* **YOUR TASK**:
An exact copy of every record is required.

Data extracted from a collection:

== == ==

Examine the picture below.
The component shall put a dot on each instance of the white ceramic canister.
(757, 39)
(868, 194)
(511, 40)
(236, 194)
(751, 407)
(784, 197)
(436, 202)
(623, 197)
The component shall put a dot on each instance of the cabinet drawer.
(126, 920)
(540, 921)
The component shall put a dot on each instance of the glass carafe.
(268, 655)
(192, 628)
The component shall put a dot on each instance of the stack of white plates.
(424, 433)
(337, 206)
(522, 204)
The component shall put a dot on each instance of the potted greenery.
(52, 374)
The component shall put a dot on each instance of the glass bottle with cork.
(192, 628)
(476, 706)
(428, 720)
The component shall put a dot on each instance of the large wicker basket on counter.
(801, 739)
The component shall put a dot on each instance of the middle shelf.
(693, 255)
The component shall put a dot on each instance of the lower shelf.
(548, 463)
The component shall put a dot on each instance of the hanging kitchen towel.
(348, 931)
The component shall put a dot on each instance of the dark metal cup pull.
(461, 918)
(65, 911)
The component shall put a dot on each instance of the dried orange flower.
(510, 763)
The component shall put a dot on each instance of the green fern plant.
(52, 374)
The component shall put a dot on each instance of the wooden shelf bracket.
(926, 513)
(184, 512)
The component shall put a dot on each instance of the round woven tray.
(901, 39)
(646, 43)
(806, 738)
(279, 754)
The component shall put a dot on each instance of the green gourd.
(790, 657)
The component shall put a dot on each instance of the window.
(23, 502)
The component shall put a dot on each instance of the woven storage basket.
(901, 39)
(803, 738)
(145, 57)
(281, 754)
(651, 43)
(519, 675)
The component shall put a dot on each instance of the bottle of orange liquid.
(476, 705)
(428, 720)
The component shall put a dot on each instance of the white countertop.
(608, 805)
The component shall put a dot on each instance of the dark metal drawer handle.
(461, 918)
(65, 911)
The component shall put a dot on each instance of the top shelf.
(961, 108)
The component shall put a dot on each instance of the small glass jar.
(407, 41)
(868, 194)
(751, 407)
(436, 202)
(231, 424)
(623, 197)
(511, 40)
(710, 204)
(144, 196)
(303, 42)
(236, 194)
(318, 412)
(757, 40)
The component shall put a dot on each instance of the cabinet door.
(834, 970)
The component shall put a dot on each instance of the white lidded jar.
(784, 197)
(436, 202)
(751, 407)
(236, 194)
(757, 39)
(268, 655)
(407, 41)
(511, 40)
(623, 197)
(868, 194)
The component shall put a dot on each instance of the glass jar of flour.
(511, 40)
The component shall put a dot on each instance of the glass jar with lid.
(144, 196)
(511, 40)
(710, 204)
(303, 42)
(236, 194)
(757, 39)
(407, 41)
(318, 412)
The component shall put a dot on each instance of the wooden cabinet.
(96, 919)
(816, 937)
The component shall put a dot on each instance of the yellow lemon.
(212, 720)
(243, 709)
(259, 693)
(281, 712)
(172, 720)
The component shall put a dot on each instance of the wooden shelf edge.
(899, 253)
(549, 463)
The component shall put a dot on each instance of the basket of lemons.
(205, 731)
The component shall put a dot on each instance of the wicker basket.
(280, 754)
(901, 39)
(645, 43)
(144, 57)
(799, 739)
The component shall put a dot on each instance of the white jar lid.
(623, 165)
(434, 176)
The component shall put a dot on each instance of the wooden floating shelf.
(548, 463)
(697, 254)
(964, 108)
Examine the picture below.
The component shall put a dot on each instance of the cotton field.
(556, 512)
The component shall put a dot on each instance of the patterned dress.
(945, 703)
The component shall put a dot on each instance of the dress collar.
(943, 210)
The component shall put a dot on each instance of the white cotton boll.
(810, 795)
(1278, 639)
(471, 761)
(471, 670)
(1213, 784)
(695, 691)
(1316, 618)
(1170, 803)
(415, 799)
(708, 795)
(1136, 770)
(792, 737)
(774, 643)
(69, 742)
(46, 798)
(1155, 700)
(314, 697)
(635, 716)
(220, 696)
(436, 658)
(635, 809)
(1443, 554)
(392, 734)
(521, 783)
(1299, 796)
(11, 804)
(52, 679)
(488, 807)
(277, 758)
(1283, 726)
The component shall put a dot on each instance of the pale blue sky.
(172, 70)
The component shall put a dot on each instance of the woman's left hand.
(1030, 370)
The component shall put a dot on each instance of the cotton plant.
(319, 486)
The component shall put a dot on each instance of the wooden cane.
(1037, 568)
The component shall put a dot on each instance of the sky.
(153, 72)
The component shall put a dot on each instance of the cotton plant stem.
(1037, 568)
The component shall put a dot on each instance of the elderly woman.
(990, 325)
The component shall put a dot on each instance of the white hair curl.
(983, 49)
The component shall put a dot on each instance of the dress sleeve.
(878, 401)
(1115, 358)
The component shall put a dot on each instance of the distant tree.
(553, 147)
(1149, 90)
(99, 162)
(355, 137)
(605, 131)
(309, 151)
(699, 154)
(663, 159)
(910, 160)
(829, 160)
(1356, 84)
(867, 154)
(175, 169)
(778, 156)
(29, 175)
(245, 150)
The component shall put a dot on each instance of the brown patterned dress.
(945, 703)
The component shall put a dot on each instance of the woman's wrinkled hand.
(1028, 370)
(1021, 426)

== == ==

* **SOLUTION TO THIS EXERCISE**:
Examine the picture below.
The component shall put a dot on each instance of the white ceramic canister.
(757, 39)
(868, 194)
(511, 40)
(236, 194)
(751, 407)
(784, 197)
(436, 202)
(623, 197)
The component shall put a dot on each instance of the cabinet drawer.
(126, 920)
(540, 921)
The component shall put a dot on each instance of the glass carafe.
(268, 655)
(192, 628)
The component shall put a dot on each instance of the stack of white plates.
(424, 433)
(337, 206)
(522, 204)
The component shall put a dot on each instance of the potted greenery.
(52, 374)
The component shall put a dot on each instance of the glass bottle with cork.
(192, 628)
(476, 706)
(428, 720)
The component shall put a dot on each instance of the large wicker basket on counter.
(801, 739)
The component shall put a dot on each instance of the middle shelf.
(693, 255)
The component shall put a dot on each instance of the lower shelf.
(548, 463)
The component shall put a dot on each instance of the hanging kitchen towel.
(348, 931)
The component shall put a dot on each instance of the dark metal cup pull.
(461, 918)
(65, 911)
The component shall put a dot on each instance of the dried orange flower.
(510, 763)
The component shall put a dot on each instance of the green fern plant.
(52, 374)
The component shall put a dot on each instance of the wooden shelf bracket.
(926, 513)
(184, 512)
The component shall put a dot on each instance of the round woven tray.
(901, 39)
(646, 43)
(806, 738)
(279, 754)
The component shall put a dot on each instance of the green gourd.
(790, 657)
The component shall put a dot on each instance of the window.
(23, 502)
The component shall put a dot on each instance of the woven storage basket.
(901, 39)
(803, 738)
(145, 57)
(281, 754)
(651, 43)
(519, 675)
The component shall put a dot on each instance of the bottle of orange liquid.
(476, 705)
(428, 720)
The component shall put a dot on each instance of the white countertop.
(608, 805)
The component shall put a dot on each instance of the dark metal drawer handle.
(461, 918)
(65, 911)
The component shall put a dot on each instance of the top shelf.
(961, 108)
The component shall put a dot on each instance of the small glass jar.
(407, 41)
(868, 194)
(751, 407)
(436, 202)
(231, 424)
(623, 197)
(511, 40)
(710, 204)
(144, 196)
(303, 42)
(236, 194)
(318, 412)
(757, 40)
The component shall put a dot on each instance of the cabinet door.
(834, 970)
The component shall put a dot on each instance of the white lidded jar.
(784, 197)
(436, 202)
(751, 407)
(236, 194)
(757, 39)
(268, 655)
(407, 41)
(511, 40)
(623, 197)
(868, 194)
The component shall put a dot on each instance of the glass jar of flour.
(511, 40)
The component shall put a dot on each instance of the glass jar with lid.
(144, 196)
(511, 40)
(710, 204)
(303, 42)
(236, 194)
(757, 39)
(407, 41)
(318, 412)
The component shall put a dot on each instance of the wooden cabinet.
(96, 919)
(816, 937)
The component shall put a dot on each instance of the yellow lemon.
(212, 720)
(243, 709)
(259, 693)
(281, 712)
(172, 720)
The component shall put a dot on each instance of the wooden shelf edge.
(899, 253)
(549, 463)
The component shall put a dot on each instance of the basket of lemons.
(205, 731)
The component shall put a dot on each instance of the wicker basket.
(280, 754)
(901, 39)
(645, 43)
(144, 57)
(799, 739)
The component shall put a dot on each instance of the white jar lid.
(623, 165)
(434, 176)
The component shall put a dot on each instance of the wooden floating shelf.
(548, 463)
(697, 254)
(964, 108)
Examine the picture below.
The component shall put a dot on each instance of the cotton field.
(556, 512)
The component shall put a dot on each instance of the patterned dress.
(945, 703)
The component shall put a dot on each instance of the dress collar.
(943, 210)
The component shall put a dot on each instance of the white cotton boll.
(810, 795)
(1278, 639)
(471, 761)
(471, 670)
(1213, 784)
(695, 691)
(1316, 618)
(1170, 803)
(415, 799)
(708, 795)
(1136, 770)
(792, 737)
(774, 643)
(69, 742)
(46, 798)
(1155, 700)
(314, 697)
(635, 716)
(220, 696)
(436, 658)
(635, 809)
(1443, 554)
(392, 734)
(521, 783)
(1299, 796)
(11, 804)
(52, 679)
(488, 807)
(277, 758)
(1283, 726)
The component shall put a dot on each instance of the pale blue sky.
(172, 70)
The component shall put a dot on each instance of the woman's left hand.
(1030, 370)
The component shall put a dot on each instance of the cotton plant.
(319, 486)
The component shall put a dot on each instance of the wooden cane.
(1037, 568)
The component shall put a dot on each instance of the sky.
(153, 72)
The component shall put a dot on each instance of the cotton plant stem.
(1037, 568)
The component shall put a dot on each instance of the elderly woman.
(990, 325)
The component shall put a dot on each instance of the white hair curl.
(983, 49)
The component shall put a dot on each instance of the dress sleeve.
(878, 401)
(1115, 358)
The component shall put a dot on each instance of the distant tree.
(553, 147)
(1149, 90)
(99, 162)
(355, 137)
(605, 131)
(309, 151)
(699, 154)
(663, 159)
(910, 160)
(829, 160)
(1356, 84)
(867, 154)
(175, 169)
(778, 156)
(29, 175)
(245, 150)
The component shall put a dot on each instance of the brown patterned dress.
(945, 703)
The component shall put a dot on each instance of the woman's wrinkled hand.
(1028, 370)
(1021, 426)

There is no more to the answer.